* [Testo fornito]:

____________

USA, lattuga romana contaminata da E. Coli: la colpa è degli allevamenti?

Da tempo negli Stati Uniti si fanno i conti con pandemie da E. Coli, agente patogeno trovato su verdura a foglia verde come la lattuga. La causa della contaminazione è, secondo gli esperti, da ricercare nella vicinanza delle coltivazioni ad allevamenti di bovini.

Da due anni gli Stati Uniti fanno i conti con alcune epidemie da E. Coli legate al consumo di verdura – principalmente lattuga – contaminata, che nel tempo hanno causato 474 malati, 219 ricoveri e 6 morti. Secondo un’inchiesta realizzata recentemente dal quotidiano The Guardian, la causa della diffusione di questo agente patogeno sarebbe da attribuire agli allevamenti di bovini collocati vicino alle zone in cui queste verdure sono coltivate. “Ogni volta che si verifica un’epidemia di E. Coli in qualsiasi prodotto, e si fa un’indagine abbastanza lunga, alla fine si incontra una mucca“, dichiara Richard Raymond, ex sottosegretario del Dipartimento dell’Agricoltura degli Stati Uniti.

____________

* [Da fare]:
Rispondi a queste domande sull'articolo dedicato alla lattuga contaminata da E. Coli:
1. Secondo gli esperti, in che cosa va ricercata la causa della contaminazione?
2. Quanti ricoveri hanno causato le epidemie negli Stati Uniti?
3. Quale incarico ricopriva Richard Raymond?

____________

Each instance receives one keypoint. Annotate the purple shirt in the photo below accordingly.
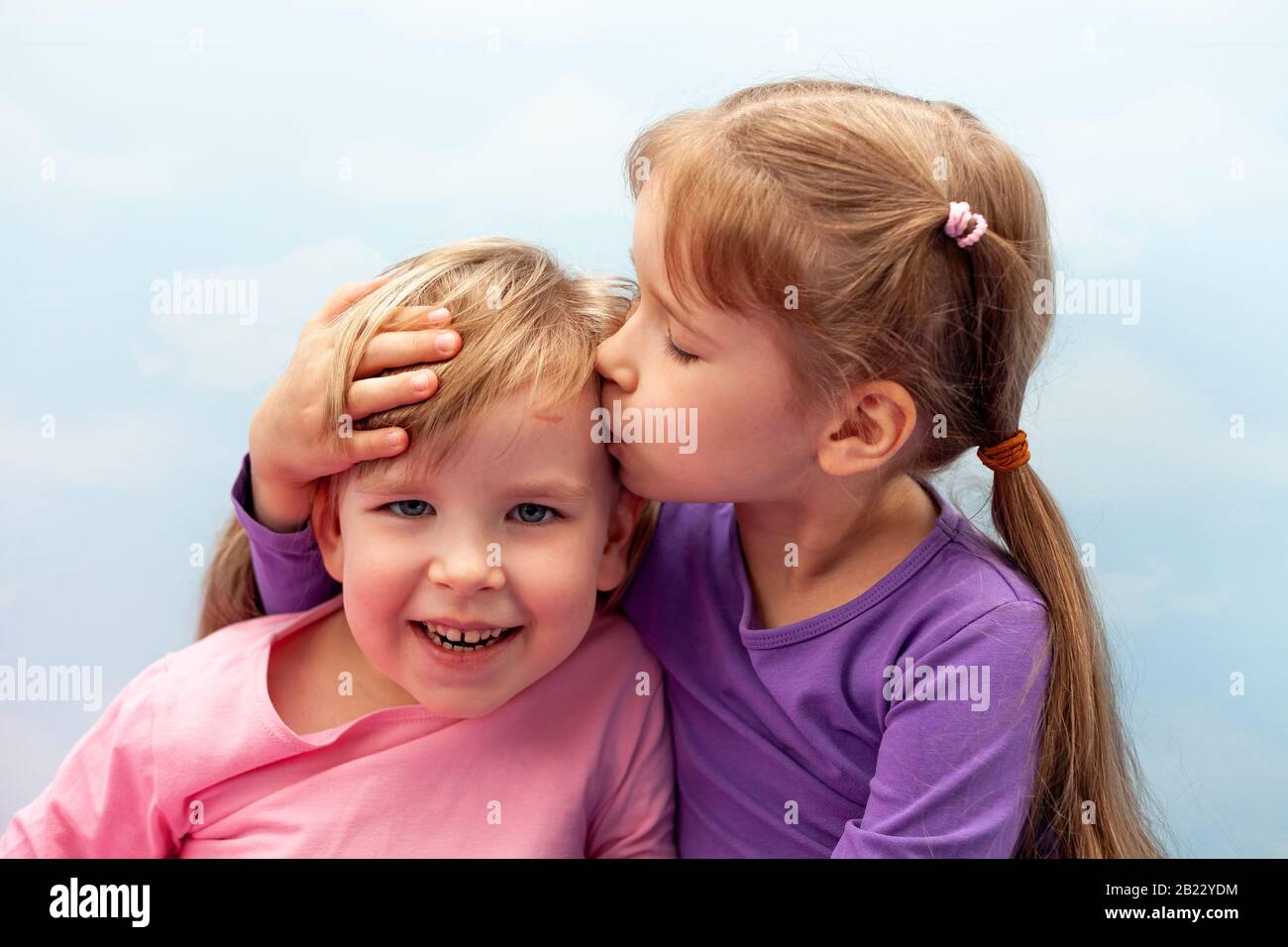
(902, 723)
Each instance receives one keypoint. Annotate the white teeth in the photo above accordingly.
(455, 639)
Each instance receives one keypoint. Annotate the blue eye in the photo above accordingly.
(677, 352)
(410, 509)
(536, 512)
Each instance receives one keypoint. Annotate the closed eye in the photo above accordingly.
(677, 352)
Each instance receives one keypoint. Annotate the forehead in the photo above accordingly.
(513, 440)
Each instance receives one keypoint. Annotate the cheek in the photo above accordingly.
(378, 573)
(553, 579)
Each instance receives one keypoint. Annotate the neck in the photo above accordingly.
(848, 535)
(339, 652)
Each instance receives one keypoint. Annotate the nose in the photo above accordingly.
(612, 359)
(468, 569)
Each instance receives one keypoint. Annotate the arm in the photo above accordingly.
(103, 799)
(636, 819)
(288, 569)
(951, 781)
(294, 444)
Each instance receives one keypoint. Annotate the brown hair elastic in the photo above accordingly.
(1010, 454)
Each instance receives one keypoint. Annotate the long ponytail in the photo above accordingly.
(1090, 796)
(228, 591)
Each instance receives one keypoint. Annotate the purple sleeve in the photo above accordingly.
(952, 781)
(287, 565)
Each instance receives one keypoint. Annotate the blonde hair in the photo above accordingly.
(526, 326)
(840, 193)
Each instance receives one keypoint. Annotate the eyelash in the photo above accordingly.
(391, 506)
(677, 352)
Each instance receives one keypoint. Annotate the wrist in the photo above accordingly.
(277, 505)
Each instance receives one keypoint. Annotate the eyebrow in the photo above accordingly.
(670, 304)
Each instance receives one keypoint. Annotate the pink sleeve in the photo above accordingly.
(102, 801)
(636, 817)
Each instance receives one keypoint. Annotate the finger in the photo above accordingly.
(370, 445)
(369, 395)
(347, 295)
(399, 350)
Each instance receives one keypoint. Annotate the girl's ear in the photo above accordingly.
(879, 419)
(326, 527)
(621, 528)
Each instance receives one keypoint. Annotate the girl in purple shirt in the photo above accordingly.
(838, 296)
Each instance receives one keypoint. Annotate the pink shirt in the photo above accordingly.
(192, 761)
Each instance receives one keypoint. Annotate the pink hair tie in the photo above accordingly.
(960, 215)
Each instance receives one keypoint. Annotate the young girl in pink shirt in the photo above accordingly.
(468, 693)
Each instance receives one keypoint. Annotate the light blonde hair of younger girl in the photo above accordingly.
(841, 192)
(526, 325)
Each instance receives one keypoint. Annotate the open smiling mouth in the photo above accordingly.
(455, 639)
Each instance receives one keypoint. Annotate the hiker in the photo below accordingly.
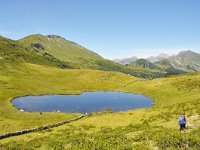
(182, 122)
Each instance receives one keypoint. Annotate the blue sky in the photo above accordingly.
(114, 29)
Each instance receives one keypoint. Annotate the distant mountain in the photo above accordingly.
(158, 58)
(143, 63)
(125, 61)
(186, 60)
(55, 51)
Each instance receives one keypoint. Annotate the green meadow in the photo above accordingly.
(150, 128)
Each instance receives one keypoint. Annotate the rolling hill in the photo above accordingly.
(183, 62)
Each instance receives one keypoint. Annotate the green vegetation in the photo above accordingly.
(134, 129)
(26, 71)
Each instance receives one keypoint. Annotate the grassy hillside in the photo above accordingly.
(135, 129)
(72, 54)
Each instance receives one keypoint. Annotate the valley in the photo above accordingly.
(26, 71)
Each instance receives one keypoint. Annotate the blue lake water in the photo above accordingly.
(85, 102)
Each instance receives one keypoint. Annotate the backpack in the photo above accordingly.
(182, 120)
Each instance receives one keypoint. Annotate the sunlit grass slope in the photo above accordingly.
(29, 79)
(135, 129)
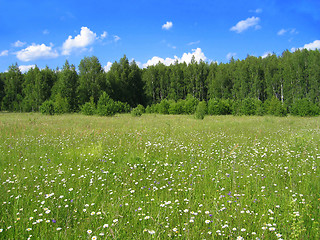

____________

* [Soluzione]:
1. Nella vicinanza delle coltivazioni ad allevamenti di bovini.
2. 219 ricoveri.
3. Era sottosegretario del Dipartimento dell'Agricoltura degli Stati Uniti.